── Supplied information

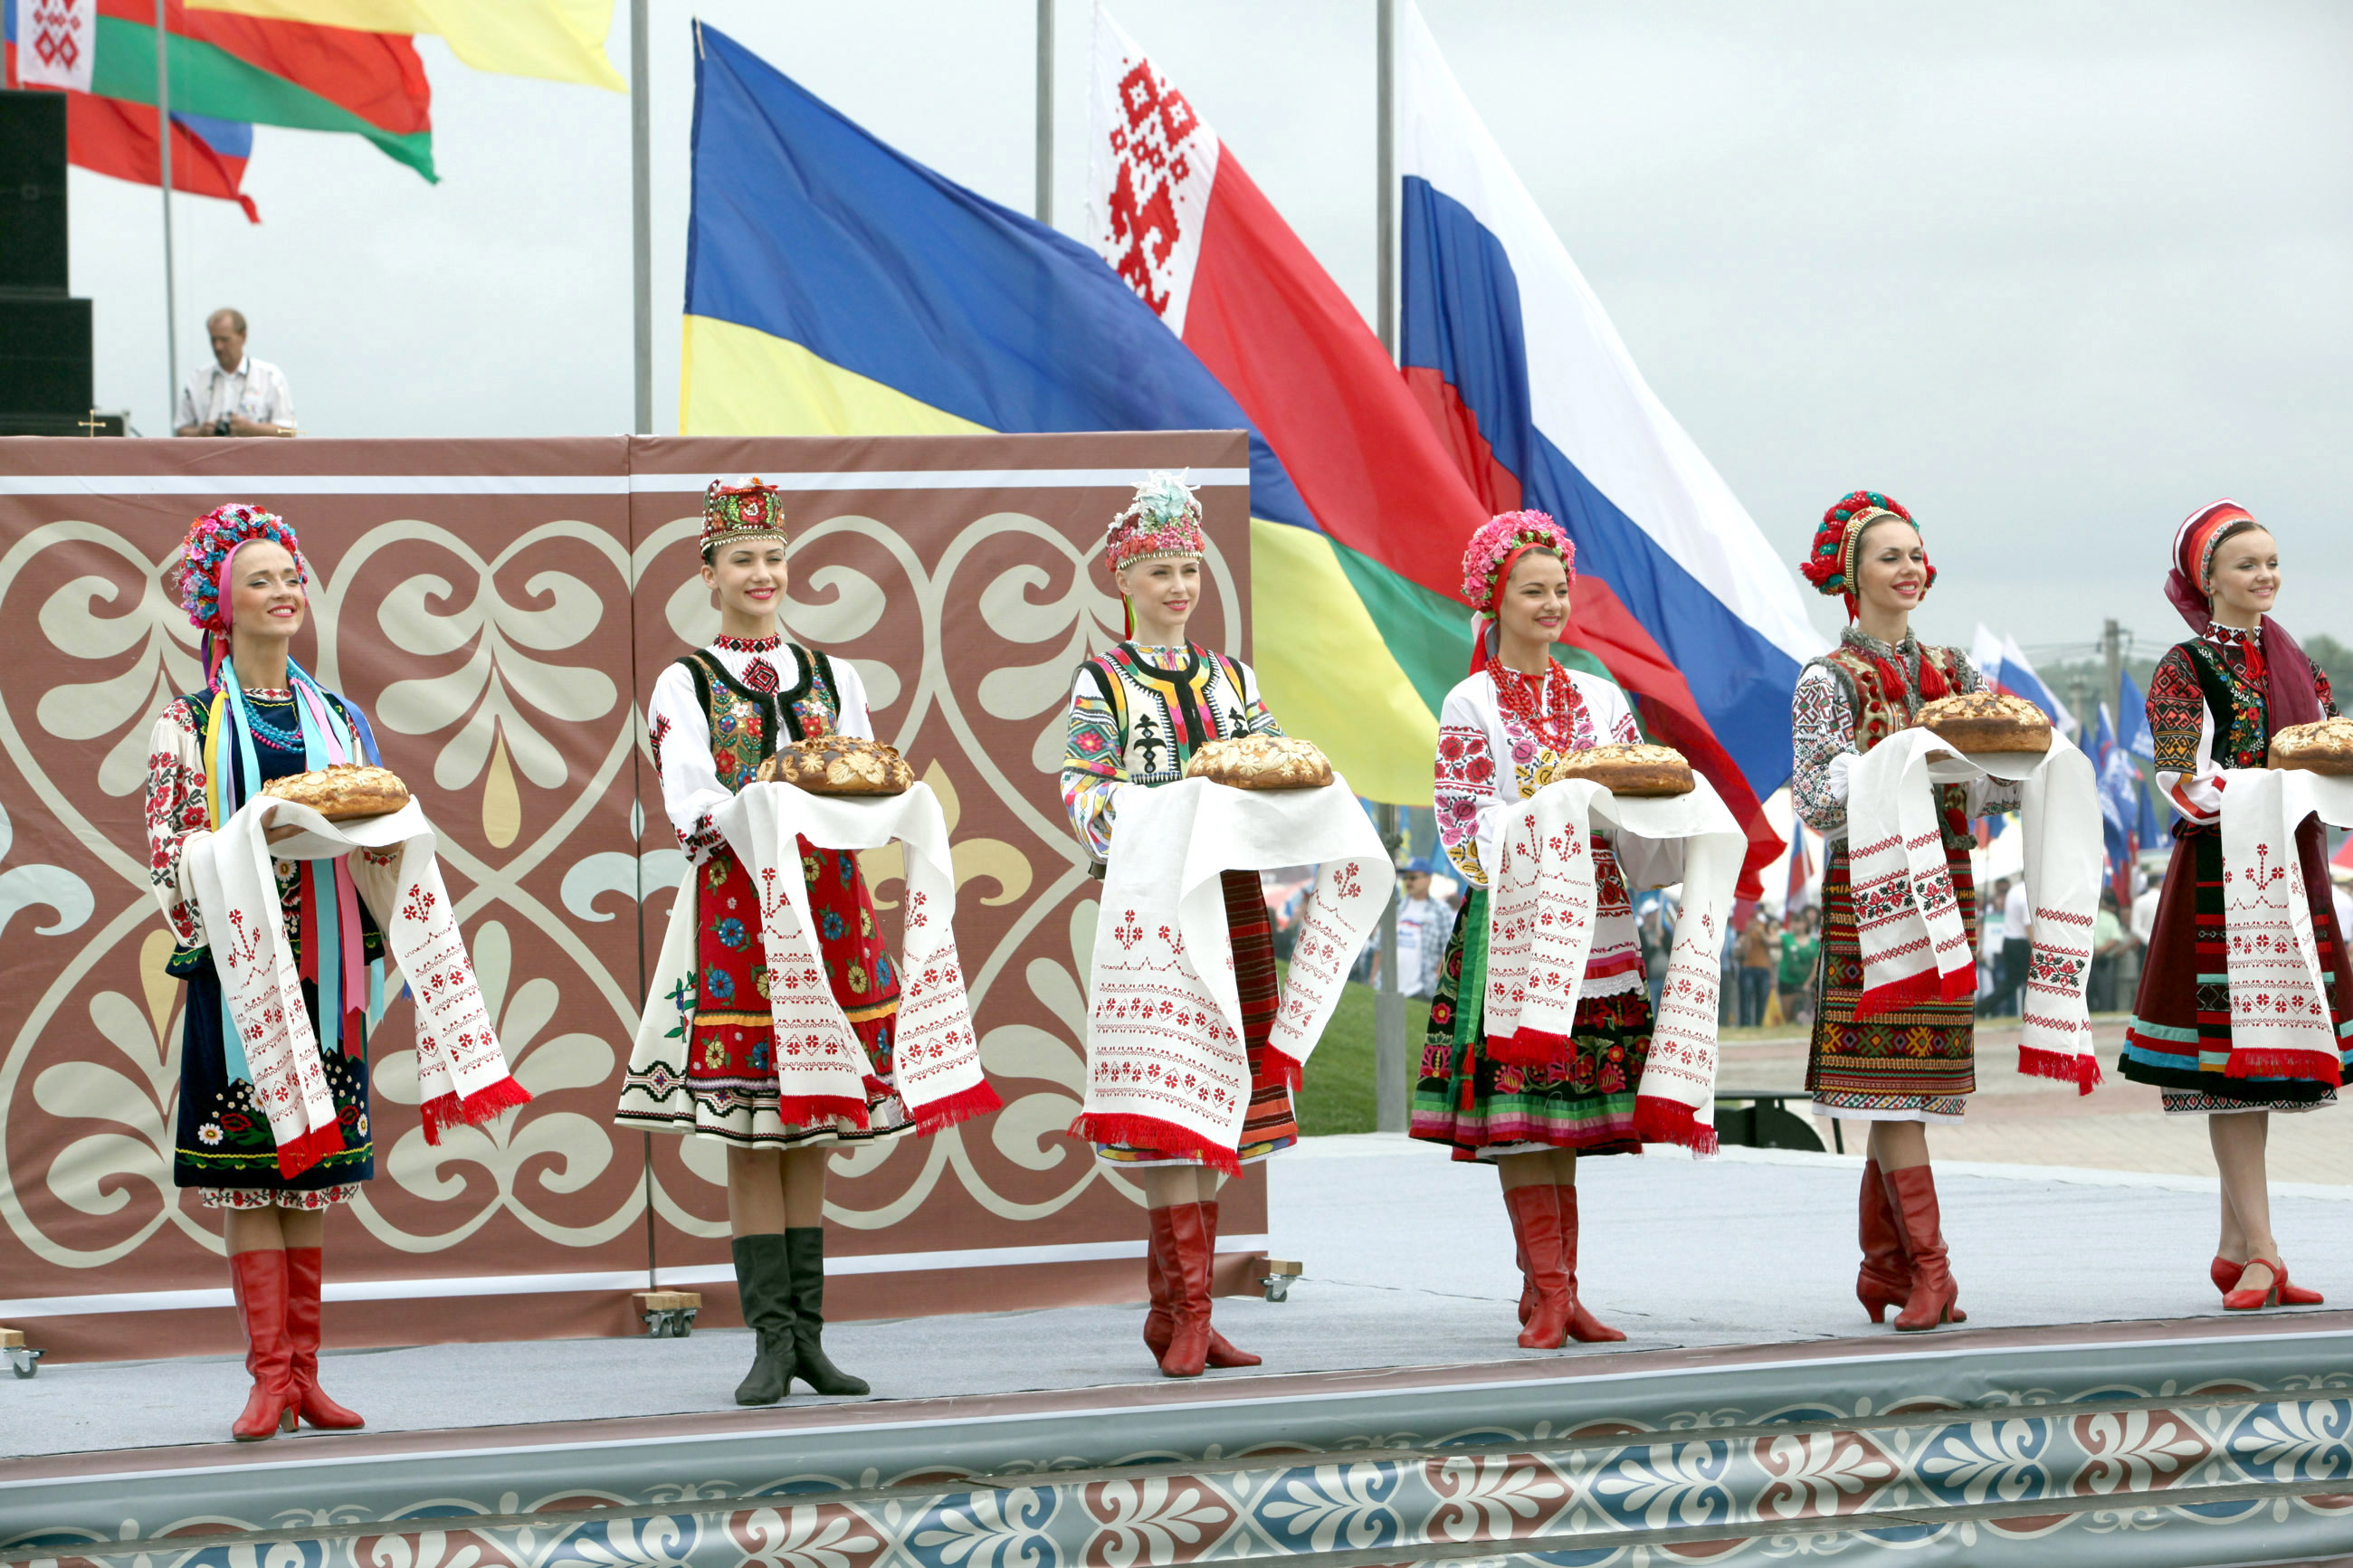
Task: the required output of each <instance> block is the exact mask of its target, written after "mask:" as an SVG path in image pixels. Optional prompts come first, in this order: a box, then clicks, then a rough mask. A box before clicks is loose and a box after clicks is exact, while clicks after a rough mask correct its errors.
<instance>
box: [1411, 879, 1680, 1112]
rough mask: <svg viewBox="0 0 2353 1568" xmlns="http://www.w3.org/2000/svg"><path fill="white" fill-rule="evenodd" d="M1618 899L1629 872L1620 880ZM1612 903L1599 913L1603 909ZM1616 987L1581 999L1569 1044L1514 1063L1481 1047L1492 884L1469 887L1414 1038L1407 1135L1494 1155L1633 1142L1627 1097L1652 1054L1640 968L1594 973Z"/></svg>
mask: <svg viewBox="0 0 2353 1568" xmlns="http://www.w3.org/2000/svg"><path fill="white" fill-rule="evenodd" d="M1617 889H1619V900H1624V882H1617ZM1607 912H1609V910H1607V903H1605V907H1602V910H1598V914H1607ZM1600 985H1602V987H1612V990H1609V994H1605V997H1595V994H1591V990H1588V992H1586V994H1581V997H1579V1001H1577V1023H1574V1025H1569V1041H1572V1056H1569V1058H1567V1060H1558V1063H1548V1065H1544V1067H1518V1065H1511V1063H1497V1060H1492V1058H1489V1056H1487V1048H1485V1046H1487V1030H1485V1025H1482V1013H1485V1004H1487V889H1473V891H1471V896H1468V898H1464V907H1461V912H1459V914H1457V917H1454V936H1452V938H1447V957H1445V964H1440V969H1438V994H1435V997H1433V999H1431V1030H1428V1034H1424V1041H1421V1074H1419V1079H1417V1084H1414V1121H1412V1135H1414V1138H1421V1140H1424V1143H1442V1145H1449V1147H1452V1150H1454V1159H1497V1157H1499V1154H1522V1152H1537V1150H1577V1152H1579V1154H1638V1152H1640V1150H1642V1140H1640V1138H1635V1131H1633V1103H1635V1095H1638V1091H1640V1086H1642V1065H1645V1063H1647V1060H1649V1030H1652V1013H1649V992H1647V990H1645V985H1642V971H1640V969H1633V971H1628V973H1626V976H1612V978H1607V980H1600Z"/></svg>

────
── Supplied information

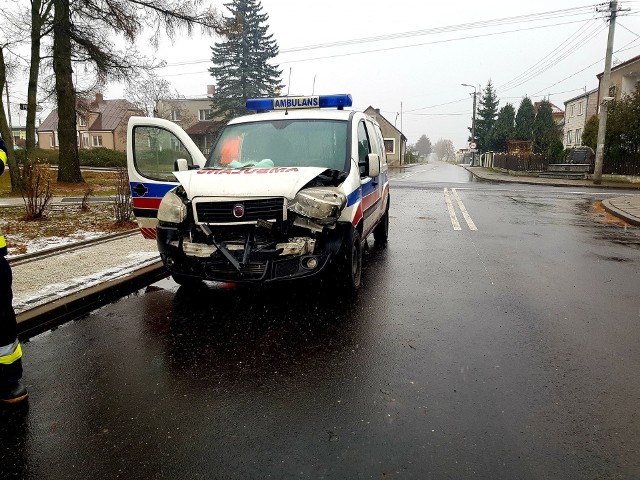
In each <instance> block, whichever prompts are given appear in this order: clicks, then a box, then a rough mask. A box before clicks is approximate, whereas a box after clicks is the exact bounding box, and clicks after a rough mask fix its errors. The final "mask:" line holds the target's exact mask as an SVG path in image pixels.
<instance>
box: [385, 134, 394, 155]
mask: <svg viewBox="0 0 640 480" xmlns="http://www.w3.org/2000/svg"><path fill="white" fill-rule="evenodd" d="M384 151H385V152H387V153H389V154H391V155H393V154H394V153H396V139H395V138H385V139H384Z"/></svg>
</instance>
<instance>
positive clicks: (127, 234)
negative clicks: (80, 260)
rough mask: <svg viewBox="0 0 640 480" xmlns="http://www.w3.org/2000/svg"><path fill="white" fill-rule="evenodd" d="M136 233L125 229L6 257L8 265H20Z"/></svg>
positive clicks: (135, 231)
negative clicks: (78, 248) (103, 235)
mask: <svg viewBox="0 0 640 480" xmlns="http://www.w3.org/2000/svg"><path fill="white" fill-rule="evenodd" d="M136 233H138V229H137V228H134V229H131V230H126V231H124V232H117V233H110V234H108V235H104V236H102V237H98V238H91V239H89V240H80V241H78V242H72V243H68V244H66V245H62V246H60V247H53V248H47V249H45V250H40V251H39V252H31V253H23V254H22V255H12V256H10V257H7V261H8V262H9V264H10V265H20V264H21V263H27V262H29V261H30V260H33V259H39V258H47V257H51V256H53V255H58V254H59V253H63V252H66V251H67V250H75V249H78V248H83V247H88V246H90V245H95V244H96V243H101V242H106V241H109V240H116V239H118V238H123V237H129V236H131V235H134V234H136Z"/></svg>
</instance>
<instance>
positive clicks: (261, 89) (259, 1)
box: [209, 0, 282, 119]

────

Problem :: Find the lines in the data that include "positive", then copy each of them.

Final answer ::
positive clicks: (127, 234)
positive clicks: (135, 231)
positive clicks: (261, 89) (259, 1)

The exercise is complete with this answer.